▸ **WORK TO DO**
A: According to the Saturn V build update, what size styrene rod was used for the missing stringers on the engine fairings?
B: Resume the Saturn V build update from the point at which it stops.

▸ **PROVIDED TEXT**
50th Anniversary Saturn V Build Update 3

Since the last update I’ve added all the PE to the aft skirt. Now I need to add in the missing stringers on the fairings and fill the slot for the systems tunnel. I will be using the systems tunnel from the Monogram kit since it is longer and comes closest the proper length, therefore I need to fill the slot.

Below is a shot of one side with the PE and air scoops. You can also see the brass rod extending through the top of the skirt. I used some JB Weld to help hold it in place. The resin fins are from the New-Ware set and are just friction fitted to see how they look. I’ll wait to actually install them until it is painted.

One of the pictures is rotated 90 degrees to show one of the sides where the stringer had to be rescribed after removing the large hump.

There is also a view of the bottom with the brass heat shield in place. You can see the small amount of brass tube protruding that will be used to locate the center engine.

I’ve added the missing stringers to the the engine fairings. Below is a shot of the work in progress. They are .3mm styrene rod glued on with Plasti-zap CA. It doesn’t set quite as fast as thin CA, so I’ve got a few seconds to get them lined up properly. I used long strips to give me plenty of area to get my fat fingers in there to place them properly. After the CA sets then I can just snip them off with my X-acto. In the picture you can barely (on the right quadrant) see the that the depression for the systems tunnel is filled. I used some styrene sheet and then filler putty.

I’m using the Airfix interstage. The Monogram interstage has a taper that is too big for me to ignore. The Airfix part is more straight. I’ve also removed the four ulage motors and the extensions of the second stage detail that appear on the interstage. I’ve got some filling and rescribing to do on this part.  Plus a PE part needs to be added.

Below are also a couple of shots of the S-IC. It is mostly done. Just need to do some filling where the systems tunnel from the main body meets the aft skirt. I’ve added all the PE to the S-IC. Both the aft skirt and the main body are from the Airfix kit.

I’ve also started on the S-II stage. I’ll be using the Monogram part for this. Since I have to remove all the molded on details anyway, I thought I’d use the Monogram part since it does not have that huge hump at the seam line in the stringer sections. At this point I’ve removed all the molded on details. I will have to remove some of the molded on stringers on the forward and aft stringer sections. They are too long. Time to make some measurements.

Excerpt from a dataset
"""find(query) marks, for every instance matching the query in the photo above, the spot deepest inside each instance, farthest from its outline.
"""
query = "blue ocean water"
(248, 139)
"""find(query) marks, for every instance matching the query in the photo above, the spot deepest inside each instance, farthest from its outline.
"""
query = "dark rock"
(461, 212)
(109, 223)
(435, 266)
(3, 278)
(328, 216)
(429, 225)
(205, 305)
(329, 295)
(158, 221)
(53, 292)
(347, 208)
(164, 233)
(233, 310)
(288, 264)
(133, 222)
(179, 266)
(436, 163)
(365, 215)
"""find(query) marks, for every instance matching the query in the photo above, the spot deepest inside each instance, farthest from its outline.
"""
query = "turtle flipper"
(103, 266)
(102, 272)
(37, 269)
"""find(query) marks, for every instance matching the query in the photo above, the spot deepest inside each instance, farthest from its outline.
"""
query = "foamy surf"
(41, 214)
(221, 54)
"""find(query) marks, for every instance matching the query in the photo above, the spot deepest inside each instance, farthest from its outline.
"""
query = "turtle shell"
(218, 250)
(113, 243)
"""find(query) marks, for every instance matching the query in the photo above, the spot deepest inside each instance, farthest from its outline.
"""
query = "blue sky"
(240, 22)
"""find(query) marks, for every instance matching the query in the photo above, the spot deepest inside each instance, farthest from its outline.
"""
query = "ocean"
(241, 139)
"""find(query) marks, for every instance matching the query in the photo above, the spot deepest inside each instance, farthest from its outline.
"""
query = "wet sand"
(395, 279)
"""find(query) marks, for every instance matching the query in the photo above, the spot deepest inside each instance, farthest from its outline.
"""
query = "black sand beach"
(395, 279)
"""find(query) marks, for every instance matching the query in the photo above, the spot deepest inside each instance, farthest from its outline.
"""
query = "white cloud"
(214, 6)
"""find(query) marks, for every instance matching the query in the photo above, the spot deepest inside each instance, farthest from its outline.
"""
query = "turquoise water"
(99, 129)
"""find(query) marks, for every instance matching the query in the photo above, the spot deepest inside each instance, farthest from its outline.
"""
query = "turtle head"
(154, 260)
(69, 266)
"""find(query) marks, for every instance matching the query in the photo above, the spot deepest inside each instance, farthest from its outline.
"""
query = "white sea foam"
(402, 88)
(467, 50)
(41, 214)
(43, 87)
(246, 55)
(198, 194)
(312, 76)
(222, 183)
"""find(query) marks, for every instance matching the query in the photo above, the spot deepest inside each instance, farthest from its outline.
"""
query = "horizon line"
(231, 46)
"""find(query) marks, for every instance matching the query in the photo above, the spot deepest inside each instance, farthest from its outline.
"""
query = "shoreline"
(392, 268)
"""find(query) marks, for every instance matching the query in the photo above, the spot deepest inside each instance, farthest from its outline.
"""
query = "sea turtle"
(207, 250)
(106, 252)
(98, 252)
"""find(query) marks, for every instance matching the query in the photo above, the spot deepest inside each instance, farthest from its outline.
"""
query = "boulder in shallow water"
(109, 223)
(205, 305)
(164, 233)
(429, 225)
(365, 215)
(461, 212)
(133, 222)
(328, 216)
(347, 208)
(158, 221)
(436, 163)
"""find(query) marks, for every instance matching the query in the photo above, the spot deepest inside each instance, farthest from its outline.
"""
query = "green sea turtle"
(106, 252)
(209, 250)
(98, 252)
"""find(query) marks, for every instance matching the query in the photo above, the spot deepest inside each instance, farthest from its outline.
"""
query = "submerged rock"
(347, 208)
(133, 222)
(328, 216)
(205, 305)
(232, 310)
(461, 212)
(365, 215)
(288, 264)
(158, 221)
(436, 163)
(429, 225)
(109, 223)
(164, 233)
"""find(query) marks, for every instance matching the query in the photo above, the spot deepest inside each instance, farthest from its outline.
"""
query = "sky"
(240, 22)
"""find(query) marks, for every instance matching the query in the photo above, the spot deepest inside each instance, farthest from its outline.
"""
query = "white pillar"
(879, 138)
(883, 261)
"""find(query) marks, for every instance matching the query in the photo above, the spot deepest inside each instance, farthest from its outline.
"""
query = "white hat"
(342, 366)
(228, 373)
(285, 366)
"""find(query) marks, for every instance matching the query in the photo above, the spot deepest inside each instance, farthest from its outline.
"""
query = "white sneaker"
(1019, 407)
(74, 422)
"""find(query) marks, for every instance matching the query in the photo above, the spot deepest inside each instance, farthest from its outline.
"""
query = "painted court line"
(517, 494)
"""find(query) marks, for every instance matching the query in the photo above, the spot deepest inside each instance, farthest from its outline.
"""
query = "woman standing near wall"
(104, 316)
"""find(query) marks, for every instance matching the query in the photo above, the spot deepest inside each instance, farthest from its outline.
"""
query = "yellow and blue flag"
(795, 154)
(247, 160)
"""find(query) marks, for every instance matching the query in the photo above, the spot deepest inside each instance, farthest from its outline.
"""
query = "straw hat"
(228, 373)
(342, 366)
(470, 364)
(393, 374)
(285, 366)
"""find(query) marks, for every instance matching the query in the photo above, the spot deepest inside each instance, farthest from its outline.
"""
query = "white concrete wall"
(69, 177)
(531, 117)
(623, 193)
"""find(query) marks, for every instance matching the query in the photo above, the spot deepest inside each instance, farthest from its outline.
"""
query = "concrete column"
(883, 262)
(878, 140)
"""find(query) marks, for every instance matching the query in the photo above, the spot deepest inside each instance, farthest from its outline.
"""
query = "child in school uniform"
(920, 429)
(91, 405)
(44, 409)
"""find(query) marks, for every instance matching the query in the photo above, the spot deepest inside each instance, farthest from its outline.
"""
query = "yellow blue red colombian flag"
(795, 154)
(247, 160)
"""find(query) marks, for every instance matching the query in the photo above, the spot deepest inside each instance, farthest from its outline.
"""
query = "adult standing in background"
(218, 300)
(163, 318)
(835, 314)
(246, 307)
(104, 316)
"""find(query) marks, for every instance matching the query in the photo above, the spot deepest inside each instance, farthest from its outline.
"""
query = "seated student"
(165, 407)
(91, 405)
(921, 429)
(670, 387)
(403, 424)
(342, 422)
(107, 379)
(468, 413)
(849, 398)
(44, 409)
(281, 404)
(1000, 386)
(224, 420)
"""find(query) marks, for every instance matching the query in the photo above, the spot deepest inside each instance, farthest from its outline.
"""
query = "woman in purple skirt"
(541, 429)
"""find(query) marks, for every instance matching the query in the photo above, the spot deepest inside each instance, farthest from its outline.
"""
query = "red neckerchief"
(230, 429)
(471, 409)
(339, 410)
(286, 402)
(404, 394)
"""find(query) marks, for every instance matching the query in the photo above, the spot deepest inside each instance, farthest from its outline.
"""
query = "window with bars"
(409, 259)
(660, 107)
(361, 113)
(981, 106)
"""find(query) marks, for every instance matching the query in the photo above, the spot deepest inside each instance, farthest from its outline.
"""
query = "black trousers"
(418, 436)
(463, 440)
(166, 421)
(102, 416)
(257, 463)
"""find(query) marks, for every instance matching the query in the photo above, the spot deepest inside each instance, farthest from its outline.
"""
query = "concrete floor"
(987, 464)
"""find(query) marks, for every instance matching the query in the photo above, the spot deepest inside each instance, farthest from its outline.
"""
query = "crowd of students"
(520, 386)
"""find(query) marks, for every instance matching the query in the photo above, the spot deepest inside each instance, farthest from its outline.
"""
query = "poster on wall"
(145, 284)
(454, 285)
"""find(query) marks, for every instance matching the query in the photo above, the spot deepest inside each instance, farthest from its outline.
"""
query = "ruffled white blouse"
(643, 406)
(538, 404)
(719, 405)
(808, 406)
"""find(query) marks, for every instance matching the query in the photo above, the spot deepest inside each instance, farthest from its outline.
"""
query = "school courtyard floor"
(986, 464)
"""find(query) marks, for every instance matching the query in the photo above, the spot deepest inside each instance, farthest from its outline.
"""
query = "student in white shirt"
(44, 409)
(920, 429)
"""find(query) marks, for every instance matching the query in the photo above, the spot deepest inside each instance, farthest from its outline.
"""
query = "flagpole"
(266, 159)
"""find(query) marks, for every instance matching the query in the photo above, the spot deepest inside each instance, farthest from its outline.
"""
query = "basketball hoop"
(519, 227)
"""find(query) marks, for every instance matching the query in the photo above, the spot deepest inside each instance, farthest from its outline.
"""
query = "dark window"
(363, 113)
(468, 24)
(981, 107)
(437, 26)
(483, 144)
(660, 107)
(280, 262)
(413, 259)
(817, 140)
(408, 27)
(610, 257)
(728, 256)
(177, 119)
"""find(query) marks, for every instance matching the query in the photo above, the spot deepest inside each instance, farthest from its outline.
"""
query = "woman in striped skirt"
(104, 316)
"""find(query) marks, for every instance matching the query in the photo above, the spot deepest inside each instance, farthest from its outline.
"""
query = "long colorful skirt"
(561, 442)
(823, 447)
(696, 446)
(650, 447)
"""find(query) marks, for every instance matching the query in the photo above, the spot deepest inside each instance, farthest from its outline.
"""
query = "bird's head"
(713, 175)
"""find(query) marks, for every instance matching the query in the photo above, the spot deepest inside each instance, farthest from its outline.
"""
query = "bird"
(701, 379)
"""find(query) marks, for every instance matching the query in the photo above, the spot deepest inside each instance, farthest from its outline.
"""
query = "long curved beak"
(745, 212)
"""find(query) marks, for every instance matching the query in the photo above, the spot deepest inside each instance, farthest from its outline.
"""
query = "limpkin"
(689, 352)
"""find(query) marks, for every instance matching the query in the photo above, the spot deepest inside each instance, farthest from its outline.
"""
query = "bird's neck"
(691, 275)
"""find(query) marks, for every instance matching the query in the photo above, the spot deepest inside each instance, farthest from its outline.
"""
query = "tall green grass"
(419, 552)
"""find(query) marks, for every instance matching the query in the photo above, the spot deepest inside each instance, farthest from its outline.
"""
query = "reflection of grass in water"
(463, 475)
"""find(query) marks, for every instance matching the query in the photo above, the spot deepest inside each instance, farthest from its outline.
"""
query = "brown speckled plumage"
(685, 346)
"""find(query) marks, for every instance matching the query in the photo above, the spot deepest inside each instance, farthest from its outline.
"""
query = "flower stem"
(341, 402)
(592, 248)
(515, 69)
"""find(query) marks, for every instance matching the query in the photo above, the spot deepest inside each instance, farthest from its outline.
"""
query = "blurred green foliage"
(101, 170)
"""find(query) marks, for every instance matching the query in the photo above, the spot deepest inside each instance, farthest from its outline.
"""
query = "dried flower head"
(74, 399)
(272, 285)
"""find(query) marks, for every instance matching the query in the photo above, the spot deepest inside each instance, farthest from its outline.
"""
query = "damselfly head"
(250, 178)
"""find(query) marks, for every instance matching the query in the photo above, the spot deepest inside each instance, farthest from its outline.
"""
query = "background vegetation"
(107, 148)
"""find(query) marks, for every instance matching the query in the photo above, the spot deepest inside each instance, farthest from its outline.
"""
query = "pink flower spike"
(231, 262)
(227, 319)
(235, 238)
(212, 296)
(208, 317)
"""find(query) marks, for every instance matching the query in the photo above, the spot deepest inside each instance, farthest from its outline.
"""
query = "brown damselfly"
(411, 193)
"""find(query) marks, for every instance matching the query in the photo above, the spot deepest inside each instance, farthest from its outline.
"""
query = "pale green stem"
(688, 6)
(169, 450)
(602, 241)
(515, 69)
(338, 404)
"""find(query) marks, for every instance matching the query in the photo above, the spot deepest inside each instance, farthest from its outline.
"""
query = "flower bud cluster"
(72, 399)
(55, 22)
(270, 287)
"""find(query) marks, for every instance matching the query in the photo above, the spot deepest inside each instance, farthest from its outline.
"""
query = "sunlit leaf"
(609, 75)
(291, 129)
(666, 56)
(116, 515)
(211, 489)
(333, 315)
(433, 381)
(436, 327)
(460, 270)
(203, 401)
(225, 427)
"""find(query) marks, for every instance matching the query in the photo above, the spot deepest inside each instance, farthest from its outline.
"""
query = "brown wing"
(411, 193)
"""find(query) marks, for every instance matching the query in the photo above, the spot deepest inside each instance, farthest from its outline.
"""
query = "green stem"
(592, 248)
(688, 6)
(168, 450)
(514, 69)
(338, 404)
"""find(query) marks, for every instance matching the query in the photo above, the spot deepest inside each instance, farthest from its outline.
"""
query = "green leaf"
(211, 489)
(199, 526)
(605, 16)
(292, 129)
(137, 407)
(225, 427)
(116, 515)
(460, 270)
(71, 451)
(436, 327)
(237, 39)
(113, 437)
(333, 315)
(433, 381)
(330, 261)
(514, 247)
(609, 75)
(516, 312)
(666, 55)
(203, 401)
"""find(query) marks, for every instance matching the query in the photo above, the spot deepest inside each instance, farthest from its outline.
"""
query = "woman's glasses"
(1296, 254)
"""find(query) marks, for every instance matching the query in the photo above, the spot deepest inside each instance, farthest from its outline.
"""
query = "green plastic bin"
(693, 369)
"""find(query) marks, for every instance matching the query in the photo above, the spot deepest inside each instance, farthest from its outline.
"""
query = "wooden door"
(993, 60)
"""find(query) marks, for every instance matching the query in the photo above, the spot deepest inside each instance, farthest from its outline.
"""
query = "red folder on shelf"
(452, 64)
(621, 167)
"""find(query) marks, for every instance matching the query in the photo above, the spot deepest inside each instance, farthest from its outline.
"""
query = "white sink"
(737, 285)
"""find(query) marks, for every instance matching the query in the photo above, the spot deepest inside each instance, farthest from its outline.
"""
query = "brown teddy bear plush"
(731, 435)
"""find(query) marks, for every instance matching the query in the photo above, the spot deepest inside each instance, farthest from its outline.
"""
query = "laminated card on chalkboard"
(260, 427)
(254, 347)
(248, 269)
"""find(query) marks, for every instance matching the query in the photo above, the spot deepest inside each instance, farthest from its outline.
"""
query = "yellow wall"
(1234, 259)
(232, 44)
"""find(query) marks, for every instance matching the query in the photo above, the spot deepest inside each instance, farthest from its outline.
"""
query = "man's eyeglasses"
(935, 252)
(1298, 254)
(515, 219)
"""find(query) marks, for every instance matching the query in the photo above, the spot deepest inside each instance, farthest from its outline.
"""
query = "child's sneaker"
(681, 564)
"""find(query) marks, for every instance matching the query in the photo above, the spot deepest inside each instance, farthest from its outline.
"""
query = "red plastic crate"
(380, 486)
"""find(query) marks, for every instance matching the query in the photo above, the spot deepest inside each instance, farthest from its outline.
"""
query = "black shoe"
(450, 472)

▸ **IN RESPONSE**
A: The stringers are .3mm styrene rod.

B:
I’ve also removed the resin parts from their pour plugs. I’m amazed that I didn’t break any of them while removing the plugs.

Pretty good progress so far.  Maybe I’ll make the July 20th deadline.

50th Anniversary Saturn V Build Update 2

More progress has been made on the Saturn V build.  I have removed all the raised detail from the aft skirt heat shield.  That all had to go in order to install the brass part from New-Ware.  The brass part is very nice and has much better detail that what was on the original piece.  After removing the raised detail I got to thinking about how I was going to mount the model on its wooden base.  I have used steel rod in the past and that works well.  All I have to do is figure out how to accommodate the rod in the base of the model.  I am using 1/8 in brass tubing and that will slide over the steel rod that is in the base.  I used some paper tubes and epoxy to cover the hole where the center engine will be mounted.  After epoxying the tubes in place and filling them with epoxy, I drilled an 1/8 in hole from the center engine through the tube and out the top of the aft skirt part.  I then used JB Weld and put the 1/8 in brass in the drilled hole and about 3/16 in out the bottom.  The extra out the bottom will aid in mounting the center engine.

After doing that I decided that having a 1/8 tube projecting from the heat shield would be a great way to mount all the engines.  You can see the 1/8 in plastic tubes that I epoxied in place for each engine.

The pictures show the rescribed ribbing where I sanded the hump down.  You can also see that I have started adding some of the photo etched (PE) details to the aft skirt.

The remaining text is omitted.